▶ [Given request]: Rewrite the entries below, starting at the line containing "Category: the person's shoulder" and ending at the end of the entries, with every "marker" changed to "point" and all else left as it stands.

***

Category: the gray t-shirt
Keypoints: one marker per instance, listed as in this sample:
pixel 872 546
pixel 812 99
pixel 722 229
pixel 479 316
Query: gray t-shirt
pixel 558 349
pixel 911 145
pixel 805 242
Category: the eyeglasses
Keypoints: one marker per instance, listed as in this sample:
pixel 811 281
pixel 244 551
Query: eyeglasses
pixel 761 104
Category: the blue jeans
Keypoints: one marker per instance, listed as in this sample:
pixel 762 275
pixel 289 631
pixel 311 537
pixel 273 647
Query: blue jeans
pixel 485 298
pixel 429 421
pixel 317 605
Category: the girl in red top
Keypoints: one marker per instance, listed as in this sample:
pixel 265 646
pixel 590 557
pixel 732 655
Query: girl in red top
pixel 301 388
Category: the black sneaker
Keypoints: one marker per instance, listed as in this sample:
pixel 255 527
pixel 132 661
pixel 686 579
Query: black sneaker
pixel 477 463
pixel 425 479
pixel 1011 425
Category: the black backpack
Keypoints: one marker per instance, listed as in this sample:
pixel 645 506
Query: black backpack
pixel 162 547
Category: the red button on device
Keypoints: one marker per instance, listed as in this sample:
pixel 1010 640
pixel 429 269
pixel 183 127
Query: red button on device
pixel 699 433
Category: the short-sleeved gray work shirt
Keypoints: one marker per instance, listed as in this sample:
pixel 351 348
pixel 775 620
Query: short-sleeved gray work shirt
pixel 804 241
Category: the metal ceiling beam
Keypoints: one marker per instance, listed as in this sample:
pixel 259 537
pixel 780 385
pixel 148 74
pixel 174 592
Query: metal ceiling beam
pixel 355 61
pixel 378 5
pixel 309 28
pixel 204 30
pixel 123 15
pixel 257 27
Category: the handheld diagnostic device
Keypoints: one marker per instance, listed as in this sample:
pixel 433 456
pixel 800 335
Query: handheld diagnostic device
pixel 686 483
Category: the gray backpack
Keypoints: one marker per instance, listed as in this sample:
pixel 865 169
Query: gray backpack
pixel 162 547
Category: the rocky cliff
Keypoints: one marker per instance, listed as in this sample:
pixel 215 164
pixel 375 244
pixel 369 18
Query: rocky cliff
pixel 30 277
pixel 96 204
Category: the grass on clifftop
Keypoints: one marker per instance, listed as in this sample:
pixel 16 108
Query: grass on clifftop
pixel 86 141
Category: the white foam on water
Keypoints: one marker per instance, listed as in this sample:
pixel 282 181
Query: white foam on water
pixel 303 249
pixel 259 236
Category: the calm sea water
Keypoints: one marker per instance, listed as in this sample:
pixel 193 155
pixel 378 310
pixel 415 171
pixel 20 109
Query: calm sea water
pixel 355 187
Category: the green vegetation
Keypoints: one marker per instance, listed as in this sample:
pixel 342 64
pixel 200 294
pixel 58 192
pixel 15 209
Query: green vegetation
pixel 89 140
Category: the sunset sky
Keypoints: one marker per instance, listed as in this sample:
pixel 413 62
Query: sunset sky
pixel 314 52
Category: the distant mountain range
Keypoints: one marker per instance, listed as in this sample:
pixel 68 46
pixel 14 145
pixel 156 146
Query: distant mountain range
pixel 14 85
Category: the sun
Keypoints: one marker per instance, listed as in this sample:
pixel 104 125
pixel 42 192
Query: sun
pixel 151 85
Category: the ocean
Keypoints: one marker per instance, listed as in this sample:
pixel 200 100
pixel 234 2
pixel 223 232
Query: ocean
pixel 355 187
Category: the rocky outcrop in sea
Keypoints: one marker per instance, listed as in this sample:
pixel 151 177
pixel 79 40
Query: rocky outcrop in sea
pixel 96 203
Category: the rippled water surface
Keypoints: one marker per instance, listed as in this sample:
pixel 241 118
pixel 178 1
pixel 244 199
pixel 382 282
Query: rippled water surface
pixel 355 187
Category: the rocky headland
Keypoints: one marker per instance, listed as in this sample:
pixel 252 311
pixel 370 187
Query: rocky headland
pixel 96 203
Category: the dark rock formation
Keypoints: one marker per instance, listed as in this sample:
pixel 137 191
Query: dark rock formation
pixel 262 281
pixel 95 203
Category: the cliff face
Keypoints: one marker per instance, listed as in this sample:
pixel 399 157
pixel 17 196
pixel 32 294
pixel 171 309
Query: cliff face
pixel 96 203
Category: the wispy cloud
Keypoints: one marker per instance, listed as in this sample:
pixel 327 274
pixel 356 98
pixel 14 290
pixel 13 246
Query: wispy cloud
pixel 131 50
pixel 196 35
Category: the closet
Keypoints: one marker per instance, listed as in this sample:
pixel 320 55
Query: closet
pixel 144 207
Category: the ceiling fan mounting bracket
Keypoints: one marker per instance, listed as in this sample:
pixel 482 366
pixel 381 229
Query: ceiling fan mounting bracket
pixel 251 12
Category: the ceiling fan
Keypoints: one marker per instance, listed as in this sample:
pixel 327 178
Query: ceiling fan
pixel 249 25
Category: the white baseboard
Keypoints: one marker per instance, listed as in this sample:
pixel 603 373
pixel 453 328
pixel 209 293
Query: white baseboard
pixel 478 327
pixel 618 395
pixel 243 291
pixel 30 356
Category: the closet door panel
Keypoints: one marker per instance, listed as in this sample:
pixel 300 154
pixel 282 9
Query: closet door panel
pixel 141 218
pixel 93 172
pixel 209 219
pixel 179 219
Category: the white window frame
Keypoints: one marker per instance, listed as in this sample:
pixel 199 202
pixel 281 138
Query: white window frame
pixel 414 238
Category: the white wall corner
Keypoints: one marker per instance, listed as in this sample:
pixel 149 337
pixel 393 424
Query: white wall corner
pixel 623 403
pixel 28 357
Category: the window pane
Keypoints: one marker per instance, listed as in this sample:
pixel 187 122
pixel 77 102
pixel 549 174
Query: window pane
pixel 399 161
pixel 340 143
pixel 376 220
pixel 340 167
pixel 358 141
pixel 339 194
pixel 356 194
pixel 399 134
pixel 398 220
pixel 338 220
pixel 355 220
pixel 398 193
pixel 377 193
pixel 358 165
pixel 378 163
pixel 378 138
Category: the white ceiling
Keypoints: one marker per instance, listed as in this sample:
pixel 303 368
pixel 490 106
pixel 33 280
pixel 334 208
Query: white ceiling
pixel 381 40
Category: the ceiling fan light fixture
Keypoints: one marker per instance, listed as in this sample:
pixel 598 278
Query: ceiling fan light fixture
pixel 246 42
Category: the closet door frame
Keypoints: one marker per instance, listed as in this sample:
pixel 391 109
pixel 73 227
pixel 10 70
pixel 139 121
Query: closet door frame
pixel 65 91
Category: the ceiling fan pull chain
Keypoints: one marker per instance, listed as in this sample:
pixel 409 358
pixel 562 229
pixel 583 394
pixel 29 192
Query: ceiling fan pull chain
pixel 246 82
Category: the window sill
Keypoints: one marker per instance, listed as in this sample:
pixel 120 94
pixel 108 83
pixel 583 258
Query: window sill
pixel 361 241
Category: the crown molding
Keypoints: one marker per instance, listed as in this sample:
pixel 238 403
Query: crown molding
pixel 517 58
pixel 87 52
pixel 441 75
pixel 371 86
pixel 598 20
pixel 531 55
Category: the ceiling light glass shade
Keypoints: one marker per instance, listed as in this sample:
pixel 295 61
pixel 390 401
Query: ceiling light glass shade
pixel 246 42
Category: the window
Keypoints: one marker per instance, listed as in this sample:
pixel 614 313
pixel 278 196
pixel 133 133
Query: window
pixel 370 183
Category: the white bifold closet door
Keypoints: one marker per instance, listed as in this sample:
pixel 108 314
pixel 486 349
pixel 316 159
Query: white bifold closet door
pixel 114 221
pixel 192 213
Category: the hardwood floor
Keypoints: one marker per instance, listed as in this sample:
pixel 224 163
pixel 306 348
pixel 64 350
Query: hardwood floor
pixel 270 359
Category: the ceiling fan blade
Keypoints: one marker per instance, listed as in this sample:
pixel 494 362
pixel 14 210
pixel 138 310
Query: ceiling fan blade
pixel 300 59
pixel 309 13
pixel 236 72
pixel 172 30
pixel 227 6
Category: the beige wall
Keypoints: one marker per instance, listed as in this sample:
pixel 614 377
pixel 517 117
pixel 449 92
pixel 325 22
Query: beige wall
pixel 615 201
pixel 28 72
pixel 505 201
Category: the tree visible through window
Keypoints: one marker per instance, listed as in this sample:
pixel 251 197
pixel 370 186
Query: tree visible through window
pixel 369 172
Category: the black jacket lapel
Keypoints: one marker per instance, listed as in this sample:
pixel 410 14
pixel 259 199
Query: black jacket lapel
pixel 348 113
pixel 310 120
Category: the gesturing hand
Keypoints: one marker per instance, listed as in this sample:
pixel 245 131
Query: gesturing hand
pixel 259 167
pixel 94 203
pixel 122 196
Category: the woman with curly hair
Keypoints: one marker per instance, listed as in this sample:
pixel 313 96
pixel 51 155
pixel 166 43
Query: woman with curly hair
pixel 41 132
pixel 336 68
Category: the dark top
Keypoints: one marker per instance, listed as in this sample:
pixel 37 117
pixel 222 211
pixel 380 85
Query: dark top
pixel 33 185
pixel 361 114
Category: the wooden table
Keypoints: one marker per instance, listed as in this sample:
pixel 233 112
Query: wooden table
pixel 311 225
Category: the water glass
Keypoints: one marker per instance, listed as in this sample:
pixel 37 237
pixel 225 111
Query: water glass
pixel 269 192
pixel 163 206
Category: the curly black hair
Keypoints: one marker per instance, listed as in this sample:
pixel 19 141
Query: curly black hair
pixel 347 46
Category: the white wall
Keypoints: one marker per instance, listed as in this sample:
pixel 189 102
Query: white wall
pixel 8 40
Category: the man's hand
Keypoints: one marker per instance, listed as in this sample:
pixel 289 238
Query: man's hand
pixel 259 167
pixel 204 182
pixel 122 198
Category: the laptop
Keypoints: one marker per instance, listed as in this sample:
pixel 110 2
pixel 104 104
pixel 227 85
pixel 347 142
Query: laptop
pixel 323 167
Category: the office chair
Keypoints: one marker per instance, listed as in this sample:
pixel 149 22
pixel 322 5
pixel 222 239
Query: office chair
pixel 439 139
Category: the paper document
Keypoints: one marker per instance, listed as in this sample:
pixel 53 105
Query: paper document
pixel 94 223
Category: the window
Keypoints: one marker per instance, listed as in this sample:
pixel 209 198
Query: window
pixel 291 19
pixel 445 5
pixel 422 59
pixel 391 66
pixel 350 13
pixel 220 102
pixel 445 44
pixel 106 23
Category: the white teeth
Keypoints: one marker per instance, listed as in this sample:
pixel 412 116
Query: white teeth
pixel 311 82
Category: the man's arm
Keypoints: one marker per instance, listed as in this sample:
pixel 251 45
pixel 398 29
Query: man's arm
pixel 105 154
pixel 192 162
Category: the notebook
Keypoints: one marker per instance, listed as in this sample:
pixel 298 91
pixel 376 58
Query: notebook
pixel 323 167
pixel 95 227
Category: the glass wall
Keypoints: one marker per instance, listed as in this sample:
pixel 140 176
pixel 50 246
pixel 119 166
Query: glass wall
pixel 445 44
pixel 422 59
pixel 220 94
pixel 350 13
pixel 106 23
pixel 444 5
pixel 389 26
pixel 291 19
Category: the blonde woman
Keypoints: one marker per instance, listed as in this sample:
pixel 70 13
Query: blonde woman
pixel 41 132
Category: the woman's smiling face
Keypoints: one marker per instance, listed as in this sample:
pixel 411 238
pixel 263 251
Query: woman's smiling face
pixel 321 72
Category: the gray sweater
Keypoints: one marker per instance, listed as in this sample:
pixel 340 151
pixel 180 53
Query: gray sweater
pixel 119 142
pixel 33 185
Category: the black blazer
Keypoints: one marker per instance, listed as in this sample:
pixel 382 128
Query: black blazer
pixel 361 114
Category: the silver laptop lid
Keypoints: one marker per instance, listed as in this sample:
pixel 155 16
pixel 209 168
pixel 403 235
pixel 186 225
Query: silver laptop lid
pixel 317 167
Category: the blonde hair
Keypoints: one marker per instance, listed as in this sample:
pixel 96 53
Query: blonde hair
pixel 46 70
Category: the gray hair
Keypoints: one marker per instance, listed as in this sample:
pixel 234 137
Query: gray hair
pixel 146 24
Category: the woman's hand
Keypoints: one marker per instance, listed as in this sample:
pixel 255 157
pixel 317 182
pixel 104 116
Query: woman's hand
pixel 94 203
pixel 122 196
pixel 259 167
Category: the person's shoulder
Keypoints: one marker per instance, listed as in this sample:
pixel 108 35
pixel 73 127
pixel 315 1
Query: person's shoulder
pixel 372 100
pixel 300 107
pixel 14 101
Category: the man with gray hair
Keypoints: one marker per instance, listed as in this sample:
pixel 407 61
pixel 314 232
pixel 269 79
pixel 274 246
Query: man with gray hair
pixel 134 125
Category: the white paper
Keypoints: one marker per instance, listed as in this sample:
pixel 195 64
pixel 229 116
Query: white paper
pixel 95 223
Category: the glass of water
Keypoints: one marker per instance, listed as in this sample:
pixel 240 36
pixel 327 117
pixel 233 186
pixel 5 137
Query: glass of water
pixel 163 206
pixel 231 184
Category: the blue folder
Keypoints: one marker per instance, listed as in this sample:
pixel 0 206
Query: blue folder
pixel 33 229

***

▶ [Full response]:
Category: the person's shoulder
Keypoints: one point per instance, listed as in this sample:
pixel 108 35
pixel 73 127
pixel 315 1
Query: person's shoulder
pixel 372 100
pixel 300 107
pixel 14 101
Category: the man with gray hair
Keypoints: one point per instance, listed as in this sample:
pixel 407 61
pixel 314 232
pixel 269 79
pixel 274 246
Query: man with gray hair
pixel 134 125
Category: the white paper
Keypoints: one point per instance, listed as in this sample:
pixel 195 64
pixel 229 116
Query: white paper
pixel 95 223
Category: the glass of water
Keypoints: one point per instance, listed as in this sample:
pixel 240 36
pixel 327 117
pixel 233 186
pixel 5 137
Query: glass of water
pixel 163 206
pixel 231 184
Category: the blue folder
Keypoints: one point per instance, listed as in this sample:
pixel 0 206
Query: blue folder
pixel 33 229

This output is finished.